### Work instruction 1
From the passage on National Men's Health Week, copy everything from "During National Men’s" down to "men are varicoceles.".
### Work instruction 2
In the passage on National Men's Health Week, which organization leads the initiative?
### Work instruction 3
Condense the paragraph of the National Men's Health Week passage that begins "During National Men's Health Week everyone is asked" and keep its main facts.

National Men’s Health Week

National Men’s Health Week

It is not a coincidence that for the past 22 years National Men’s Health week falls around the same time as Father’s Day. National Men’s Health week began on Monday, June 13 and will be celebrated through Sunday, June 19. The goal of the week is to celebrate the men in your life, as well as to encourage them to take action to maintain their health and safety. This initiative is led by the Centers for Disease Control and Prevention (CDC), but is supported nationally by businesses, organizations, and individuals who want to share the importance of taking control of men’s health.

Men are encouraged to take the following steps in order to improve their health each day:[i]

During National Men’s Health Week everyone is asked to make health a priority, to raise awareness for preventable health issues, and to encourage early discovery and treatment of diseases among men. Not every disease and condition presents physical symptoms, which means they can go unnoticed without regular, preventative checkups. One of the prime examples of this in men are varicoceles.

What is a Varicocele?

### Data shown
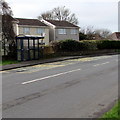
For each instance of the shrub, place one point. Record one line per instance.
(74, 46)
(108, 44)
(68, 45)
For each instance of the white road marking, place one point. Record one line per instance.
(101, 64)
(51, 76)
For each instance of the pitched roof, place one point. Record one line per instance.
(61, 23)
(32, 22)
(117, 34)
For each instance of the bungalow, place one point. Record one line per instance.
(115, 36)
(61, 30)
(32, 27)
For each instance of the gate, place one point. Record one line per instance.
(29, 48)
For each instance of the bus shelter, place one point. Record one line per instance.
(29, 48)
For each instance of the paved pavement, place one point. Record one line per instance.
(76, 88)
(36, 62)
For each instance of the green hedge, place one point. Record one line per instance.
(73, 45)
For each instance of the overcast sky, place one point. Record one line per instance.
(97, 13)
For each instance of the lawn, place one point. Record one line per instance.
(113, 113)
(7, 62)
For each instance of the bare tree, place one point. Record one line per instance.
(8, 35)
(104, 33)
(60, 13)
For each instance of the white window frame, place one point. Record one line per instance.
(62, 31)
(73, 31)
(26, 30)
(40, 31)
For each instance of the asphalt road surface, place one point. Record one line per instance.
(77, 88)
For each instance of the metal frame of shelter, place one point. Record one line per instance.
(29, 47)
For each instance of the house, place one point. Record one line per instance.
(61, 30)
(31, 27)
(115, 36)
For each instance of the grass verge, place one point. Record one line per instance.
(113, 113)
(7, 62)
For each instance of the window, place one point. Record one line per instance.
(61, 31)
(26, 30)
(73, 31)
(40, 31)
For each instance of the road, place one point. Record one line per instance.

### Exercise output 1
During National Men’s Health Week everyone is asked to make health a priority, to raise awareness for preventable health issues, and to encourage early discovery and treatment of diseases among men. Not every disease and condition presents physical symptoms, which means they can go unnoticed without regular, preventative checkups. One of the prime examples of this in men are varicoceles.

### Exercise output 2
The Centers for Disease Control and Prevention (CDC).

### Exercise output 3
During National Men's Health Week, everyone is asked to prioritize health, raise awareness of preventable health issues, and encourage early detection and treatment of diseases in men. Some conditions show no physical symptoms and can go unnoticed without regular preventative checkups. Varicoceles are a prime example in men.